Repeat each line exactly, leaving nothing out.

═══ INPUT ═══

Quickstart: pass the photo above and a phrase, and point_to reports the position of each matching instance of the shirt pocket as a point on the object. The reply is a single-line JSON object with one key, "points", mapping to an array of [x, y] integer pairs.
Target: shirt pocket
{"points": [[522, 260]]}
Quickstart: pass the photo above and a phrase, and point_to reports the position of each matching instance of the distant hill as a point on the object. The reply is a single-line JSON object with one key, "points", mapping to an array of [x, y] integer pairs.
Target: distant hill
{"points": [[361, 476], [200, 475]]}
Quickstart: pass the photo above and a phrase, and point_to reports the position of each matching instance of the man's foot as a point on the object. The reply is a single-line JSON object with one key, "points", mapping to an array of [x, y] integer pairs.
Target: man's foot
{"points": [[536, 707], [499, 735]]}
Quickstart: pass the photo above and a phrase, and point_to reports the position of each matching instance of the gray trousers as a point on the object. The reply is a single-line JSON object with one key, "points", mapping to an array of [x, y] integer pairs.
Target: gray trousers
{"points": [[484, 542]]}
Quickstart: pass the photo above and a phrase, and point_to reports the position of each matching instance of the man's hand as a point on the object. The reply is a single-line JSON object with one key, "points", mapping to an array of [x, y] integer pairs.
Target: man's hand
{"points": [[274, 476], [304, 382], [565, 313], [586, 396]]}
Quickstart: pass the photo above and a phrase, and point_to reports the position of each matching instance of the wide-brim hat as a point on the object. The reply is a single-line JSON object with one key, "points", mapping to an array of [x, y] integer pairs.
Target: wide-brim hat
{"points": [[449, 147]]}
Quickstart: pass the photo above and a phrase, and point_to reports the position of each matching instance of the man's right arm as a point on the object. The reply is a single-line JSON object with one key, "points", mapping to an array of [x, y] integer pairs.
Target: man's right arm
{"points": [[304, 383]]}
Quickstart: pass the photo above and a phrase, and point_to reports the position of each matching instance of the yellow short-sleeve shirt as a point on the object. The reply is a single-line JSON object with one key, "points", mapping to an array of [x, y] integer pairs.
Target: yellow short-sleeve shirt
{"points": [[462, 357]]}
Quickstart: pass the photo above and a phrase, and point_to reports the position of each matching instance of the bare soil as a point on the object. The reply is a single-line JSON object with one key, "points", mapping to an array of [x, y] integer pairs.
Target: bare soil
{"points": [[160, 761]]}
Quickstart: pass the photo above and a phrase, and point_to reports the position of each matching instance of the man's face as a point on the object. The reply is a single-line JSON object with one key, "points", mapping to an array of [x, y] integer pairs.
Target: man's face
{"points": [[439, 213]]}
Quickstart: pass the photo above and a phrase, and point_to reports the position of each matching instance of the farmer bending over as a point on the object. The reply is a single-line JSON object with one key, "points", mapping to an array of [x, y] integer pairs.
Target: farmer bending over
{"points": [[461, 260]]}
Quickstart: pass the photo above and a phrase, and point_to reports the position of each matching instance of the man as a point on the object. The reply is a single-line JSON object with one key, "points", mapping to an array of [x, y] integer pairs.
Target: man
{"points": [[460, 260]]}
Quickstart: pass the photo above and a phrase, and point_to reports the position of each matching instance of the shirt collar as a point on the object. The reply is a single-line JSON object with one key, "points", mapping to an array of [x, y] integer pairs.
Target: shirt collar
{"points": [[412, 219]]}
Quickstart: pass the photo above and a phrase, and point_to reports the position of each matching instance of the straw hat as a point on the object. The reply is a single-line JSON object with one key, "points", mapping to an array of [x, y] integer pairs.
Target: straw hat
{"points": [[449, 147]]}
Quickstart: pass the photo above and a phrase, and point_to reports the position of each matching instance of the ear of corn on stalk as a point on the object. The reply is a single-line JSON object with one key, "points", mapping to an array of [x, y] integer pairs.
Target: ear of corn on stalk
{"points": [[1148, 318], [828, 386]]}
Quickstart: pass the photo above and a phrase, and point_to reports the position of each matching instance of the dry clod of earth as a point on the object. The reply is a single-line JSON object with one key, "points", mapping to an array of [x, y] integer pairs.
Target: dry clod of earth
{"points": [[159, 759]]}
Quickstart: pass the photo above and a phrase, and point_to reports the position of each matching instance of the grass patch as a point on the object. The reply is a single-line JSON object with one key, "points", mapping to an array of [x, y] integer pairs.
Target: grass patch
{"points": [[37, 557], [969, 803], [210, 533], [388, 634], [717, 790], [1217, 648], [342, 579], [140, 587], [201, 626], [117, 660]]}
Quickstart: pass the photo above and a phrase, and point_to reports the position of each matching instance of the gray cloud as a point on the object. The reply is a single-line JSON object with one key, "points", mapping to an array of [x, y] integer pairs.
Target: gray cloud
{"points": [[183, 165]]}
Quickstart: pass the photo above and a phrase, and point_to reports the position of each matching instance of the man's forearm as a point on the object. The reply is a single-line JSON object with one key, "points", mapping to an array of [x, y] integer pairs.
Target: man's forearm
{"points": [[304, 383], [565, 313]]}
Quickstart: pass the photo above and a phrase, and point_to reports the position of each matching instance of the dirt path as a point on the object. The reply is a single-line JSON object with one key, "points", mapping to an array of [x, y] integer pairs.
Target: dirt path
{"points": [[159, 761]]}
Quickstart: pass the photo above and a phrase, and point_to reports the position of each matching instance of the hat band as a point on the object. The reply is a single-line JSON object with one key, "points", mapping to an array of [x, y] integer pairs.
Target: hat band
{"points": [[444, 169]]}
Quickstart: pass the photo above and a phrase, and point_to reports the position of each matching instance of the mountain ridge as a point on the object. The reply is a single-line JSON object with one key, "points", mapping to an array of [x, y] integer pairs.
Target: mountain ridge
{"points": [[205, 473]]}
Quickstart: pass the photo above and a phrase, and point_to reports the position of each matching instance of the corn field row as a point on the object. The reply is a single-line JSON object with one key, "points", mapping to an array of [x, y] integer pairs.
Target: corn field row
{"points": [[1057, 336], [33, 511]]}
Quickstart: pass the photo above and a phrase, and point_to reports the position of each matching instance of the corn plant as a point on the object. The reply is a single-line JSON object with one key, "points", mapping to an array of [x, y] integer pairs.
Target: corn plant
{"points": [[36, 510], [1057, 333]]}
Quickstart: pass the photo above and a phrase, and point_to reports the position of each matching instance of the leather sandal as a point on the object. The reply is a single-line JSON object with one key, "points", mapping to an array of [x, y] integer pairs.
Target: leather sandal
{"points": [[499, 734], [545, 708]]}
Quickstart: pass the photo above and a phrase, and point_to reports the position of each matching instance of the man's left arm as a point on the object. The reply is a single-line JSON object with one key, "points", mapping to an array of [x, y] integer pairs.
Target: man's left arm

═══

SOLUTION TO THIS TASK »
Quickstart: pass the photo above and a phrase, and point_to reports the position of each matching instance of the shirt pocket as a point on the object. The reply is a single-line JSON object with one key, "points", mapping to an array of [x, y] integer pairs.
Target: shirt pocket
{"points": [[522, 260]]}
Quickstart: pass the photo above and a phrase, and point_to reports the position of each matching instance of the distant hill as a point on the object. The reply is a single-line JSON object with one key, "points", mapping to an array of [x, y] integer pairs.
Target: distant hill
{"points": [[361, 476], [200, 475]]}
Quickstart: pass the photo above and a phrase, and point_to reports the position of each matching instance of the man's foot as a point on the object. The reply is a single-line JSON object with one key, "points", mapping to an array of [x, y] integer pairs.
Target: man's foot
{"points": [[536, 707], [499, 735]]}
Quickstart: pass the photo above and a phrase, and point_to reports the position of each matching instance of the gray trousers as a point on the object. The reply is a single-line JSON object with one key, "points", mapping to an array of [x, y] integer pairs.
Target: gray trousers
{"points": [[484, 542]]}
Quickstart: pass the photo above and a phrase, and point_to reports the position of each matching instance of the man's hand as a point on the object. The reply is a single-line JSON object with one key, "points", mapping to an array of [x, y] integer pairs.
Target: man's hand
{"points": [[274, 476], [304, 382], [565, 313], [586, 396]]}
Quickstart: pass the photo above and a phrase, and point_to reports the position of each matching instance of the wide-brim hat as a point on the object. The reply is a single-line JSON object with one key, "points", mapping to an array of [x, y] integer pairs.
Target: wide-brim hat
{"points": [[449, 147]]}
Quickstart: pass the photo above and a phrase, and point_to reports the position of each matching instance of the man's right arm as a point on the object. The reply is a single-line JSON object with one key, "points", mapping to an array of [x, y] integer pairs.
Target: man's right arm
{"points": [[304, 383]]}
Quickstart: pass the photo above and a phrase, and point_to reports the position of each matching instance of the yellow short-sleeve shirt as a point on the object. The reply is a single-line JSON object with one key, "points", mapping to an array of [x, y] integer pairs.
Target: yellow short-sleeve shirt
{"points": [[462, 357]]}
Quickstart: pass the photo above and a phrase, and point_to reports the position of each matching instance of the bare soil as a point on the object. The reply is a single-line JSON object with one key, "points", mapping to an array of [x, y] integer pairs.
Target: bare soil
{"points": [[160, 761]]}
Quickstart: pass the photo above and a phrase, and point_to reports the position of each matching instance of the man's face as a point on the object. The reply is a single-line JSON object with one key, "points", mapping to an array of [x, y] integer pairs.
Target: man's face
{"points": [[439, 213]]}
Quickstart: pass the photo above and a phrase, and point_to reports the position of each matching instance of the farmer bending over as a point on the object. The reply is a single-line JSON object with one key, "points", mapping to an array of [x, y] integer pairs.
Target: farmer bending over
{"points": [[461, 260]]}
Quickstart: pass the photo above and a phrase, and point_to reports the position of each matching instance of the man as a point on the object. The reply is a single-line JSON object with one key, "points", mapping to an array of [x, y] integer pairs.
Target: man
{"points": [[460, 260]]}
Quickstart: pass the photo above and a phrase, and point_to reports the position of each matching instance of the shirt collar as a point on the object. The reply is a single-line JSON object with one key, "points", mapping to an array of [x, y] integer pairs.
Target: shirt collar
{"points": [[412, 219]]}
Quickstart: pass the photo above and a phrase, and point_to reports the position of each matching instance of the straw hat as a point on the object. The reply is a single-line JSON object with one key, "points", mapping to an array of [x, y] integer pairs.
Target: straw hat
{"points": [[449, 147]]}
Quickstart: pass the photo above and a phrase, and point_to reports the position of each matching instance of the ear of corn on stalk as a point on the object. The reply is a single-line JSON object with one key, "points", mapping to an array of [x, y] integer pairs.
Target: ear of corn on stalk
{"points": [[1148, 318], [828, 386]]}
Quickstart: pass the photo above and a phrase, and point_to reports the position of each matching instance of the dry clod of earth as a point on the object. The reply is a single-line JSON object with one key, "points", mapping to an array of [x, y] integer pairs.
Target: dry clod of earth
{"points": [[159, 759]]}
Quickstart: pass the photo above and a phrase, and point_to reports the position of each matching instance of the grass patch as a point on the object. The reply is a single-line JSON object with one key, "points", mapping to an array of [x, y] integer pairs.
Target: grass patch
{"points": [[37, 557], [969, 803], [210, 533], [388, 634], [717, 790], [1217, 648], [342, 579], [140, 587], [201, 626], [117, 660]]}
Quickstart: pass the photo above and a phrase, and point_to reports the position of each matching instance of the gray cloud as a point on the object. The reply is a single-line JSON object with one key, "points", mapping to an array of [x, y] integer pairs.
Target: gray cloud
{"points": [[183, 165]]}
Quickstart: pass the photo above and a phrase, and point_to reports the position of each matching instance of the man's forearm as a point on the object. The reply is a single-line JSON object with one key, "points", mapping to an array of [x, y] integer pairs.
Target: man's forearm
{"points": [[304, 383], [565, 313]]}
Quickstart: pass the photo above and a phrase, and point_to reports the position of each matching instance of the dirt path as a point on the object. The reply is a single-line JSON object with one key, "points", mapping to an array of [x, y] integer pairs.
Target: dirt path
{"points": [[159, 761]]}
Quickstart: pass the photo above and a phrase, and point_to reports the position of each matching instance of the hat band as a point on the object. The reply is a single-line JSON object with one key, "points", mapping to an array of [x, y] integer pairs.
Target: hat band
{"points": [[444, 169]]}
Quickstart: pass the photo above and a phrase, and point_to reports the position of each matching instance of the mountain ridge as a point on the object. The reply is a single-line JSON object with one key, "points", mapping to an array of [x, y] integer pairs.
Target: mountain ridge
{"points": [[205, 473]]}
Quickstart: pass the photo above and a phrase, and point_to reports the position of each matching instance of the corn field row as a point on the object. The reply is a single-line JSON object with one key, "points", mapping to an array of [x, y] integer pairs.
Target: corn field row
{"points": [[1057, 336], [33, 511]]}
Quickstart: pass the photo above and a phrase, and point_to reports the position of each matching instance of the corn plant as a point on the object. The reply is a single-line JSON object with one key, "points", mapping to an array of [x, y] integer pairs.
Target: corn plant
{"points": [[36, 510], [1057, 333]]}
Quickstart: pass the photo above and a phrase, and point_to reports the position of each matching instance of the leather sandal as a point on the object. The reply is a single-line JSON object with one key, "points", mapping to an array of [x, y] integer pairs.
Target: leather sandal
{"points": [[499, 734], [545, 708]]}
Quickstart: pass the photo above and a phrase, and point_to reports the position of each matching instance of the man's left arm as a point on the object. The reply is a single-line JSON object with one key, "points", mapping to an array of [x, y] integer pairs.
Target: man's left arm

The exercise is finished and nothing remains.